GIVEN TASK:
Restate the entire listing word for word.
DATA LISTING start
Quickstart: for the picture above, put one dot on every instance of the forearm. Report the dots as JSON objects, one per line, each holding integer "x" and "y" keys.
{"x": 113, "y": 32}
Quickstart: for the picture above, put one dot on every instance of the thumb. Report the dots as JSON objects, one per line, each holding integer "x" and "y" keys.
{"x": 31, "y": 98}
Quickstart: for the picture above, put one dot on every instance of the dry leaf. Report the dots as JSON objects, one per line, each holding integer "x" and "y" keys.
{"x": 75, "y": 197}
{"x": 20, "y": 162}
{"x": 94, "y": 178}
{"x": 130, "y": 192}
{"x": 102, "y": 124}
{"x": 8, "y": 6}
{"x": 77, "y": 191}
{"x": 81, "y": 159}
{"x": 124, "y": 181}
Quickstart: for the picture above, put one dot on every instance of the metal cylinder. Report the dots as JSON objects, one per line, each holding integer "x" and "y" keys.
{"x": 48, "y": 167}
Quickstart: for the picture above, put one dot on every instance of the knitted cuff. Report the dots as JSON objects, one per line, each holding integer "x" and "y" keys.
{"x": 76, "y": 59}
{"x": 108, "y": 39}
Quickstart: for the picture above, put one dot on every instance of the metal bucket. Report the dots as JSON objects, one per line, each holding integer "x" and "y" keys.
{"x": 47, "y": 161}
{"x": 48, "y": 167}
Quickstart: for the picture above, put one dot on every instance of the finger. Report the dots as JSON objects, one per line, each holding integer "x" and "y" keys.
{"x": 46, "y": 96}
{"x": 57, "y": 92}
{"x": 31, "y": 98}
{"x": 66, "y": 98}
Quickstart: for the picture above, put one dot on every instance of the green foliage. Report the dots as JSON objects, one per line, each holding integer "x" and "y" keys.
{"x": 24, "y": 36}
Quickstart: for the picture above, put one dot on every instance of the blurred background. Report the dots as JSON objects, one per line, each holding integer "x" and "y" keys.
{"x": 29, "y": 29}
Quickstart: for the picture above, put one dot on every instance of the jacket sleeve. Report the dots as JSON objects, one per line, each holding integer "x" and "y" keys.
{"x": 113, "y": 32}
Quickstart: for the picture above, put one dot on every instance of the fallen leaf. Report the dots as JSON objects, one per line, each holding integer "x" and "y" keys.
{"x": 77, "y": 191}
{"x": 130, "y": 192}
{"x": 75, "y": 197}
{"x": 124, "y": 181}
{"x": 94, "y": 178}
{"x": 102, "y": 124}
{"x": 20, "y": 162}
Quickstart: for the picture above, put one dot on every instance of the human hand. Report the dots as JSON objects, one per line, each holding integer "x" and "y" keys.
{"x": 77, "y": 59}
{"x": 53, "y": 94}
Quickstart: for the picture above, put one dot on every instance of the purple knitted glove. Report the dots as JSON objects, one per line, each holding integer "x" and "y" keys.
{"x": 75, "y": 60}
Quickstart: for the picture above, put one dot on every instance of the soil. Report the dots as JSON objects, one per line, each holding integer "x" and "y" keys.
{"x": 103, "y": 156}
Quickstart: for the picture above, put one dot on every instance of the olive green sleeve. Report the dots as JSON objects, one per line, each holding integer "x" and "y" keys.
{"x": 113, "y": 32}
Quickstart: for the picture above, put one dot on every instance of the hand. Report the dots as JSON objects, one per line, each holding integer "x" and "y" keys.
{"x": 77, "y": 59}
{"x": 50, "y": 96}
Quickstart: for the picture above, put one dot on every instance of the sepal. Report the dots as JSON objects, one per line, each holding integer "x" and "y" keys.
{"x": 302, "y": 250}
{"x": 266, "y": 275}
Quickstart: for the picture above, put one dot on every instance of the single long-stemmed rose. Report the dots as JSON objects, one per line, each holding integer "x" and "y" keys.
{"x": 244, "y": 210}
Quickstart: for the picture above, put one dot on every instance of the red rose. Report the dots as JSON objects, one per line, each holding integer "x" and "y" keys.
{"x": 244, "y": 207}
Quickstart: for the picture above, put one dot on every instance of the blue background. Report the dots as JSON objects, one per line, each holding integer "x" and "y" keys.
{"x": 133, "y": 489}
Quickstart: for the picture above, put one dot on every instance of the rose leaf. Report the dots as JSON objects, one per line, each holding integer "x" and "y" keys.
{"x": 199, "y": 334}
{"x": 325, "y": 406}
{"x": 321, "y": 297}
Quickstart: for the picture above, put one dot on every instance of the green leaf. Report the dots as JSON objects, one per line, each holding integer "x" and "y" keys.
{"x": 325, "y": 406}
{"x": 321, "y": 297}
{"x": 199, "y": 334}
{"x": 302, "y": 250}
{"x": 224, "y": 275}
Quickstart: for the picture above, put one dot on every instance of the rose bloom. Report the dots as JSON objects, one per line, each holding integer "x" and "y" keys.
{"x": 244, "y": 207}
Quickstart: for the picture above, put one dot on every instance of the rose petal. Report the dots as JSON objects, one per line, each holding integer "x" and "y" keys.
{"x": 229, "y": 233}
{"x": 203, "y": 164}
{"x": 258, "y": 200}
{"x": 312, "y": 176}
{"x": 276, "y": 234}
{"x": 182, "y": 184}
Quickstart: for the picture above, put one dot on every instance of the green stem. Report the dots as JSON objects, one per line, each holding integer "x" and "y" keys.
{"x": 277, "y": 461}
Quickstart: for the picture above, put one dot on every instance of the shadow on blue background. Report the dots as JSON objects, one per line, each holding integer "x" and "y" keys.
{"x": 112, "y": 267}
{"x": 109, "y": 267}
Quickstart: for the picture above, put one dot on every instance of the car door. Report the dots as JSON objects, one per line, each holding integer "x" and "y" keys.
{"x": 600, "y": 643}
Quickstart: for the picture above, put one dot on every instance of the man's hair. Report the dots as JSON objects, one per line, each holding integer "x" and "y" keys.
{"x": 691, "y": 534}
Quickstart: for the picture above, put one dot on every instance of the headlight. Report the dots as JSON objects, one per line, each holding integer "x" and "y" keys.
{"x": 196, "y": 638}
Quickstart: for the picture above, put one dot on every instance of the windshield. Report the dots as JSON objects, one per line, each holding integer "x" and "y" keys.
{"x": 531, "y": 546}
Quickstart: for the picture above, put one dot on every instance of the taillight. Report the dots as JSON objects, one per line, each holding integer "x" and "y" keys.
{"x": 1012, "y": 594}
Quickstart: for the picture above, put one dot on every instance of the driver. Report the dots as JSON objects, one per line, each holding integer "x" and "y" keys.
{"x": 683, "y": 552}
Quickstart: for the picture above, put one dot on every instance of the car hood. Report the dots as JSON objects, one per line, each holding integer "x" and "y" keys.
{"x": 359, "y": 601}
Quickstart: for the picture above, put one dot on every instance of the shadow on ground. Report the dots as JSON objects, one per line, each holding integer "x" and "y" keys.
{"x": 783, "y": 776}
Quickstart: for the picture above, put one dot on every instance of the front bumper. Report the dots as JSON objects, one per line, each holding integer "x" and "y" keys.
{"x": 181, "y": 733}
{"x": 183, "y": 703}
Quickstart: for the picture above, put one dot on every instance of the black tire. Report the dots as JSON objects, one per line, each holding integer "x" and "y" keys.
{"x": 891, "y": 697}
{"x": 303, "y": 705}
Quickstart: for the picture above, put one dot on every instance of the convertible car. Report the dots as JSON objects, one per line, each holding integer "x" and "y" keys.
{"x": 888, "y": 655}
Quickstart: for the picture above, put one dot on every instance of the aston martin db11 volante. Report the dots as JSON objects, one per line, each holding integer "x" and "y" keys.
DATA LISTING end
OUTPUT FOR THIS EXERCISE:
Quickstart: for the picture above, put one dot on every instance of the forearm. Report the dots as JSON objects, one per line, each holding integer "x" and "y" keys.
{"x": 113, "y": 32}
Quickstart: for the picture above, put one dot on every instance of the thumb. Report the dots as JSON objects, one per line, each holding integer "x" and "y" keys.
{"x": 31, "y": 98}
Quickstart: for the picture above, put one dot on every instance of the dry leaf. Report the dots as JSON objects, one per line, each holding integer "x" and "y" keys.
{"x": 75, "y": 197}
{"x": 20, "y": 162}
{"x": 94, "y": 178}
{"x": 130, "y": 192}
{"x": 102, "y": 124}
{"x": 8, "y": 6}
{"x": 77, "y": 191}
{"x": 81, "y": 159}
{"x": 124, "y": 181}
Quickstart: for the picture above, put one dot on every instance of the metal cylinder. Report the dots as JSON objects, one per line, each holding integer "x" and "y" keys.
{"x": 48, "y": 167}
Quickstart: for the picture above, put one dot on every instance of the knitted cuff. Report the dots as JSON objects, one per line, each holding integer "x" and "y" keys.
{"x": 76, "y": 59}
{"x": 108, "y": 39}
Quickstart: for the picture above, put one dot on every instance of the metal bucket. Report the dots as JSON objects, one per line, each holding integer "x" and "y" keys.
{"x": 47, "y": 161}
{"x": 48, "y": 167}
Quickstart: for the picture above, put one dot on every instance of the finger. Report the dots as JSON objects, one per line, each holding integer "x" and "y" keys.
{"x": 46, "y": 96}
{"x": 57, "y": 92}
{"x": 31, "y": 98}
{"x": 66, "y": 98}
Quickstart: for the picture above, put one dot on every instance of the green foliage. Report the dots as JSON objects, one per line, each holding integer "x" and "y" keys.
{"x": 24, "y": 36}
Quickstart: for the picture above, put one dot on every instance of the blurred background. Report the dots as JSON objects, one per line, each holding integer "x" and "y" keys.
{"x": 29, "y": 29}
Quickstart: for the picture above, put one dot on every instance of the jacket sleeve. Report the dots as JSON objects, one per line, each holding integer "x" and "y" keys.
{"x": 113, "y": 32}
Quickstart: for the picture above, put one dot on every instance of the fallen leaf. Report the dots as JSON objects, one per line, each holding integer "x" and "y" keys.
{"x": 77, "y": 191}
{"x": 130, "y": 192}
{"x": 75, "y": 197}
{"x": 124, "y": 181}
{"x": 94, "y": 178}
{"x": 102, "y": 124}
{"x": 20, "y": 162}
Quickstart: for the picture above, put one dot on every instance of the human hand. Report the dots as JSON objects, one per line, each holding integer "x" and "y" keys.
{"x": 77, "y": 59}
{"x": 53, "y": 94}
Quickstart: for the picture above, put one dot on every instance of the purple knitted glove. Report the dots as JSON objects, one per line, each holding integer "x" and "y" keys.
{"x": 75, "y": 60}
Quickstart: for the picture above, put one dot on every instance of the soil. Report the dots as JSON objects, one per line, each holding integer "x" and "y" keys.
{"x": 103, "y": 156}
Quickstart: for the picture above, put one dot on every instance of the olive green sleeve. Report the dots as JSON objects, one per line, each holding integer "x" and "y" keys.
{"x": 113, "y": 32}
Quickstart: for the picture above, put one dot on every instance of the hand. Report the dots as JSON objects, one per line, each holding integer "x" and "y" keys.
{"x": 77, "y": 59}
{"x": 50, "y": 96}
Quickstart: for the picture above, put one dot on every instance of the sepal. Report the dots as JSON objects, one per line, each holding integer "x" and "y" keys.
{"x": 302, "y": 250}
{"x": 266, "y": 275}
Quickstart: for the picture above, put one dot on every instance of the single long-stemmed rose. Report the dots as JSON objects, one per line, each holding integer "x" and "y" keys.
{"x": 244, "y": 210}
Quickstart: for the picture above, put one dot on every instance of the red rose. Report the dots as JSON objects, one per line, each holding integer "x" and "y" keys.
{"x": 244, "y": 207}
Quickstart: for the picture above, put one dot on every instance of the blue background. Report the dots as JSON objects, one per line, each holding integer "x" and "y" keys.
{"x": 133, "y": 489}
Quickstart: for the picture above, put one dot on every instance of the rose leaf. Report the dots as JSON objects, one per line, each holding integer "x" and "y" keys.
{"x": 199, "y": 334}
{"x": 325, "y": 406}
{"x": 321, "y": 297}
Quickstart: for the picture above, put one dot on every instance of the green leaf. Report the dots as JSON objects, one per line, each holding integer "x" and "y" keys.
{"x": 325, "y": 406}
{"x": 321, "y": 297}
{"x": 199, "y": 334}
{"x": 302, "y": 250}
{"x": 224, "y": 275}
Quickstart: for the picture above, put one dot on every instance of the rose bloom. Report the dots as JSON objects, one per line, each holding integer "x" and "y" keys.
{"x": 244, "y": 207}
Quickstart: for the picture above, put one dot on every instance of the rose petal. Report the dots as JSON objects, one per line, each holding integer "x" and "y" keys.
{"x": 229, "y": 233}
{"x": 203, "y": 164}
{"x": 258, "y": 200}
{"x": 312, "y": 176}
{"x": 276, "y": 234}
{"x": 182, "y": 184}
Quickstart: for the picture above, put one dot on every instance of the green stem. Report the dots as JSON objects, one per line, each holding integer "x" and "y" keys.
{"x": 277, "y": 461}
Quickstart: for the picture above, put one dot on every instance of the shadow on blue background. Report the dots as JSON objects, one per line, each holding integer "x" and "y" keys.
{"x": 112, "y": 267}
{"x": 109, "y": 267}
Quickstart: for the picture above, put one dot on every instance of the car door. Report the dots as JSON objects, one per line, each holding integer "x" and "y" keys.
{"x": 600, "y": 643}
Quickstart: for the picture above, put one dot on every instance of the man's hair. Report the dots as JSON objects, one per line, each holding integer "x" and "y" keys.
{"x": 691, "y": 534}
Quickstart: for the picture above, put one dot on every instance of the headlight. Report the dots as JSON objects, one per line, each holding integer "x" and "y" keys.
{"x": 196, "y": 638}
Quickstart: for the picture above, put one dot on every instance of the windshield. Report the dots as JSON objects, one per line, each holding integer "x" and "y" keys.
{"x": 531, "y": 546}
Quickstart: for the picture above, put one dot on every instance of the taillight. Report the dots as JSON objects, one per line, each holding integer "x" and "y" keys.
{"x": 1012, "y": 594}
Quickstart: for the picture above, put one dot on every instance of the driver. Report the dots as JSON objects, one per line, each holding integer "x" and "y" keys.
{"x": 683, "y": 552}
Quickstart: for the picture above, put one dot on every instance of the car hood. Report the dots as JSON objects, one per line, each holding integer "x" and "y" keys.
{"x": 359, "y": 601}
Quickstart: for the picture above, put one dot on every instance of the shadow on ground. Report the dots as JSON objects, one per line, each holding integer "x" and "y" keys.
{"x": 783, "y": 776}
Quickstart: for the picture above, put one dot on every instance of the front bumper. Report the dots as JSON objects, one per line, each holding integer "x" and "y" keys.
{"x": 181, "y": 733}
{"x": 183, "y": 703}
Quickstart: for the picture above, put one dot on every instance of the black tire. Report the dots as JSON objects, one per line, each holding integer "x" and "y" keys.
{"x": 891, "y": 697}
{"x": 303, "y": 705}
Quickstart: for the picture above, put one dot on every instance of the convertible car. Report the dots as JSON objects, one per line, each holding integer "x" and "y" keys.
{"x": 888, "y": 655}
Quickstart: for the picture above, put one dot on every instance of the aston martin db11 volante. Report the dots as JSON objects, one per line, each holding integer "x" and "y" keys.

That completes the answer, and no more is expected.